_TASK TO CARRY OUT_: Decide whether each of these statements agrees with the text on the Nando Region, answering yes or no and quoting the words of the text that decide it. 1. The capital of the region is Koudougou. 2. The region is made up of five provinces. 3. In 2007 the region's literacy rate was below the national average.

_DOCUMENT EXCERPT_:
Population (2019 census)
- • Region: 1,659,339
- • Density: 197.81/sq mi (76.376/km^{2})
- • Urban: 272,200
- Time zone: UTC+0 (GMT 0)
- HDI (2017): 0.428 low · 5th

= Nando Region =

Region of Burkina Faso

Nando, formerly known as Centre-Ouest (/fr/, "West Central"), is one of Burkina Faso's 17 administrative regions. The population of Nando was 1,659,339 in 2019. The region's capital is Koudougou. Four provinces (Boulkiemdé, Sanguié, Sissili, and Ziro) make up the region.

As of 2019, the population of the region was 1,659,339 with 53.7% females. The population in the region was 8.09% of the total population of the country. The child mortality rate was 61, infant mortality rate was 87 and the mortality of children under five was 142. As of 2007, the literacy rate in the region was 28.8%, compared to a national average of 28.3%. The coverage of cereal need compared to the total production of the region was 135%.

_SUPPLIED RECORDS_:
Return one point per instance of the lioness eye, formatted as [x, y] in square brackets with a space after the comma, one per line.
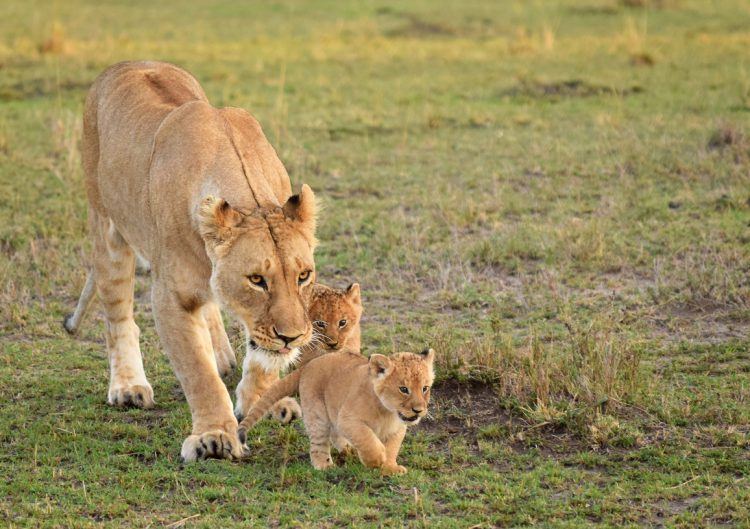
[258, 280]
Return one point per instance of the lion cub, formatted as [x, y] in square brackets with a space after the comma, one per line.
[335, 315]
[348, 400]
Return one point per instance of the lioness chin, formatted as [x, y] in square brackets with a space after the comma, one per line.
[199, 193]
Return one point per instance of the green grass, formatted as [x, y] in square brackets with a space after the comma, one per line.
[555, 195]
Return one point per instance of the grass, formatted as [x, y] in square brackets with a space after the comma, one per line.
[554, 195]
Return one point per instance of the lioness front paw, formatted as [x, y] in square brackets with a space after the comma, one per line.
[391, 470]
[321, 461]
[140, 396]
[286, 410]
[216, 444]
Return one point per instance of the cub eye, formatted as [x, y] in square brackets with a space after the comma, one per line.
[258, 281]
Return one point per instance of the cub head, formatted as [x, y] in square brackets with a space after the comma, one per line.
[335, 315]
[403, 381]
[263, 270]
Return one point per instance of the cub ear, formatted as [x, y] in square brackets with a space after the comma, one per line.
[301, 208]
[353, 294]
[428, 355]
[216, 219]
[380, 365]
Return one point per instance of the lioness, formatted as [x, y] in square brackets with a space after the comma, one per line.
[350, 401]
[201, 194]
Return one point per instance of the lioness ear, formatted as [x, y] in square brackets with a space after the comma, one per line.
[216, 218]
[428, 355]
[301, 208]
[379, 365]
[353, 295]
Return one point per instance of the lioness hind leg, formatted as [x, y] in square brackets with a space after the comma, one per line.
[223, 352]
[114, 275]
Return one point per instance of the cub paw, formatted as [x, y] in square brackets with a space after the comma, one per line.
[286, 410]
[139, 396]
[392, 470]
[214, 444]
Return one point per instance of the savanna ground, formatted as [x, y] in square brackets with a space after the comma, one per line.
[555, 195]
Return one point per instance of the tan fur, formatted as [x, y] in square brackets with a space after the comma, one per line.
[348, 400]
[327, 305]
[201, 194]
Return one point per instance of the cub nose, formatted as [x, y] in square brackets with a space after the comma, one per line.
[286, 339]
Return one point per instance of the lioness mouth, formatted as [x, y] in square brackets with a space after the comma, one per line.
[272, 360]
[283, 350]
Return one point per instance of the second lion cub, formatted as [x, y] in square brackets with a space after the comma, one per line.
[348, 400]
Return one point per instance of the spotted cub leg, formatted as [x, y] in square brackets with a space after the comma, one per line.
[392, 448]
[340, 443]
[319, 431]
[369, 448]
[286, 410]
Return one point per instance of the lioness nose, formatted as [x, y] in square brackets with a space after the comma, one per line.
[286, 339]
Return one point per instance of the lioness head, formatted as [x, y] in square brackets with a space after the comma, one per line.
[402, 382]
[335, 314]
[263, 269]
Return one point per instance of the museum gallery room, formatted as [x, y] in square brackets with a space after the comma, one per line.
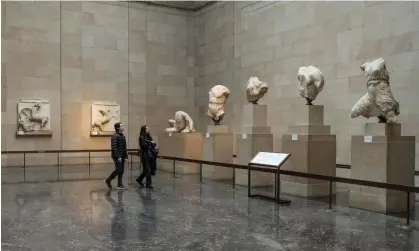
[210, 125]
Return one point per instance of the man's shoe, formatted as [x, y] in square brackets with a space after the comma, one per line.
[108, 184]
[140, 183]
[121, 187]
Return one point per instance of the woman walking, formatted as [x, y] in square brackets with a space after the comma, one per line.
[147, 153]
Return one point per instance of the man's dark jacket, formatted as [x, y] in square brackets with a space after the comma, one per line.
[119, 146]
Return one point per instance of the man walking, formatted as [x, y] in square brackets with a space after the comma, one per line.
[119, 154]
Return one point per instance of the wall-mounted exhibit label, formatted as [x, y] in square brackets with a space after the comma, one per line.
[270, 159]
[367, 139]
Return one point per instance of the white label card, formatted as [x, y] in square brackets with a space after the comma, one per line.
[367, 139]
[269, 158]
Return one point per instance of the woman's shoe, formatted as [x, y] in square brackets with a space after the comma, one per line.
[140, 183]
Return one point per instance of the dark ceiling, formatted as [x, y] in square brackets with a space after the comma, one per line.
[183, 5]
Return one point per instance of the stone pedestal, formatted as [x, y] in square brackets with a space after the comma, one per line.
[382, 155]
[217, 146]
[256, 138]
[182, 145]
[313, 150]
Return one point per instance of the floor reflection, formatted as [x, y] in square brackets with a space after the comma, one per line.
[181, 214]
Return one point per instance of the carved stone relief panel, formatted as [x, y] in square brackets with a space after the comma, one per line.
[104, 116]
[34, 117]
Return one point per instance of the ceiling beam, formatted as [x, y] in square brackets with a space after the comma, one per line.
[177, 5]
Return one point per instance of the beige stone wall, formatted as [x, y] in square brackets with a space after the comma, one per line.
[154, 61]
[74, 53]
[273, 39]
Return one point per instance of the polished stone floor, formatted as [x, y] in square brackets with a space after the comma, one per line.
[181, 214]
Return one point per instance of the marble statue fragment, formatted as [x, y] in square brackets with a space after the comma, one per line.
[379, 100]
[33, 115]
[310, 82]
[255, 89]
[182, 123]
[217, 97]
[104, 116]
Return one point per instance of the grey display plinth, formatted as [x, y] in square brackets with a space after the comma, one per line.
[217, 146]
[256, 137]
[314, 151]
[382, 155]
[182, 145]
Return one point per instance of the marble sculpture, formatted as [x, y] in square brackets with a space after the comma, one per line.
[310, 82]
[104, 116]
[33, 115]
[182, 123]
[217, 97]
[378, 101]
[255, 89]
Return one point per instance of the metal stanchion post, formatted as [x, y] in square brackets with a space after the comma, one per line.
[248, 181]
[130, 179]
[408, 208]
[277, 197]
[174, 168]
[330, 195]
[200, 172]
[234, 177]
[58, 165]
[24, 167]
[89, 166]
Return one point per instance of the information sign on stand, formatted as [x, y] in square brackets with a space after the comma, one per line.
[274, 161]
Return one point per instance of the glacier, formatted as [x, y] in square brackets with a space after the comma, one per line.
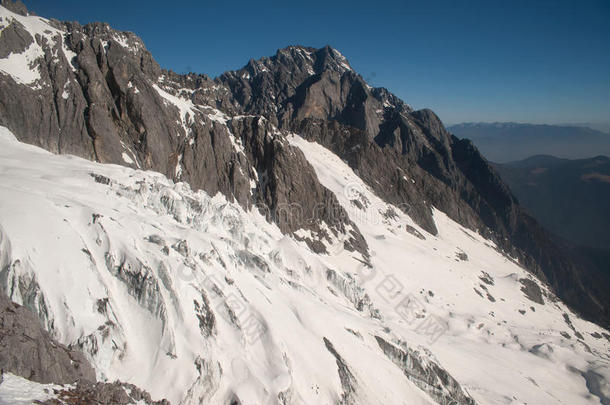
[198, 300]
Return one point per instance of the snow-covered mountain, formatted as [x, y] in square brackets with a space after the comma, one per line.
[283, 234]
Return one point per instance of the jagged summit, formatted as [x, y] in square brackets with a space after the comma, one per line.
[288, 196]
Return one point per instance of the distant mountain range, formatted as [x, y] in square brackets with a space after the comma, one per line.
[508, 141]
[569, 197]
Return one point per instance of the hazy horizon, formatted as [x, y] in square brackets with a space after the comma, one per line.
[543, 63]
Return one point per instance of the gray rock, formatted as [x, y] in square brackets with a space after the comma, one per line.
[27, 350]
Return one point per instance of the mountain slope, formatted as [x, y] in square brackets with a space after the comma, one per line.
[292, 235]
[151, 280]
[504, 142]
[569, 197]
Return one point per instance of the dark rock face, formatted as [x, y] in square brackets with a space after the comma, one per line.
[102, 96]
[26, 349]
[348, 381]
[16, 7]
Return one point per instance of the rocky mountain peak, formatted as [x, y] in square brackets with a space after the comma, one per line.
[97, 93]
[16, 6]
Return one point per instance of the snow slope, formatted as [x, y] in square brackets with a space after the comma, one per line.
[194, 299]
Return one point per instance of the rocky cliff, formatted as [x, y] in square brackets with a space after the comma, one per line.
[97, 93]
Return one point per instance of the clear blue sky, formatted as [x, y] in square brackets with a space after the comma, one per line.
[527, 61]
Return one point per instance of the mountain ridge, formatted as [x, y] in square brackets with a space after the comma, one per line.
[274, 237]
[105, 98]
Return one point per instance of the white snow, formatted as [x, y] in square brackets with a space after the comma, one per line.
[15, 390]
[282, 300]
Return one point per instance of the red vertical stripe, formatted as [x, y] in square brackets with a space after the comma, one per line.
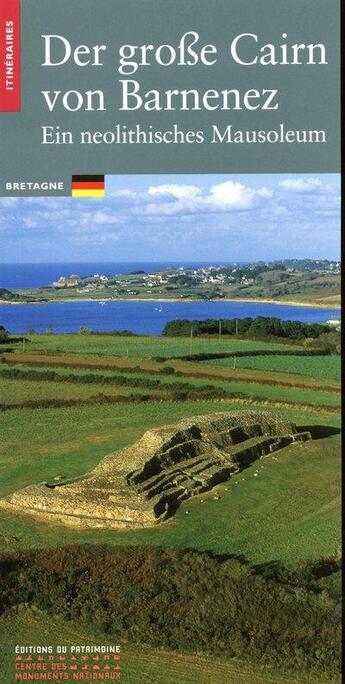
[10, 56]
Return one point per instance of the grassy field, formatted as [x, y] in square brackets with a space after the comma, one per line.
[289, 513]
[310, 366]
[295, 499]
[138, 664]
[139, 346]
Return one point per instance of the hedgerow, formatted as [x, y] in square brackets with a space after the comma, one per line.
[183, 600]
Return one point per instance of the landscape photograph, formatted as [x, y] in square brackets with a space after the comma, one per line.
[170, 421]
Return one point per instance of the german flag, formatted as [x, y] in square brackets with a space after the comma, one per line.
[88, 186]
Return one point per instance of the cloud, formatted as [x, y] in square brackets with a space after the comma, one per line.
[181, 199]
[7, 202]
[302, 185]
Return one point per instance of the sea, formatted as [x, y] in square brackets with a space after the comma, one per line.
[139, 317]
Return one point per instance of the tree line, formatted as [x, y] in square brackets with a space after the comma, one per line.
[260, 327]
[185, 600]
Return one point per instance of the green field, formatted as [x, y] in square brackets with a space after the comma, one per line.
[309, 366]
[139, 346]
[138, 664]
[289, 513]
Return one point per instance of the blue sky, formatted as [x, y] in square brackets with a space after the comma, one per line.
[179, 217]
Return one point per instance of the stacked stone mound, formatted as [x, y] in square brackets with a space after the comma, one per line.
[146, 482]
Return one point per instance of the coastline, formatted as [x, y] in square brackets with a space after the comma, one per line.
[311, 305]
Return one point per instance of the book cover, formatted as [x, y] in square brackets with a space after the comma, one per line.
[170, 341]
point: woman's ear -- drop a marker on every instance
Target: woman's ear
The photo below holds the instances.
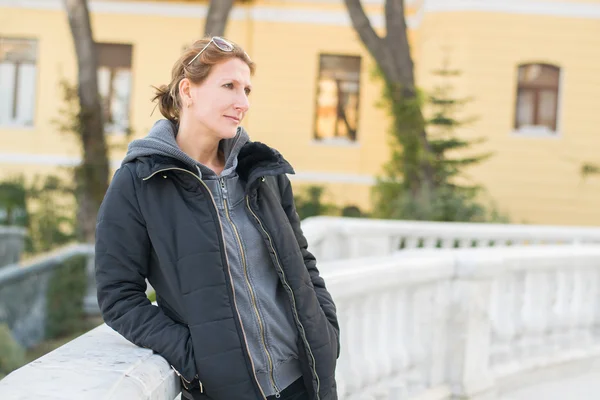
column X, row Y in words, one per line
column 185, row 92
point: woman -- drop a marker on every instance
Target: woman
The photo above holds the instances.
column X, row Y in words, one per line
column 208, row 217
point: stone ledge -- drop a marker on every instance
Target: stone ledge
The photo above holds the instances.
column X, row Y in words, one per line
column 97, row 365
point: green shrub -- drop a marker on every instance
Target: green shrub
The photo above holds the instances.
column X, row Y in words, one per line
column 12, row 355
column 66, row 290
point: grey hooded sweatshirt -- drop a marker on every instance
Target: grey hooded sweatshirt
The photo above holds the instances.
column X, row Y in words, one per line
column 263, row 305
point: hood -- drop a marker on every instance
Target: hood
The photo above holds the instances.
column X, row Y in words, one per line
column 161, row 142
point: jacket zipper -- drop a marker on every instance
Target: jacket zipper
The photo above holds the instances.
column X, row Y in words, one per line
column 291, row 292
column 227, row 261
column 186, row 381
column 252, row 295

_WRITTEN ANSWER_:
1. Yes: "The region's capital is Koudougou."
2. No: "Four provinces (Boulkiemdé, Sanguié, Sissili, and Ziro) make up the region."
3. No: "As of 2007, the literacy rate in the region was 28.8%, compared to a national average of 28.3%."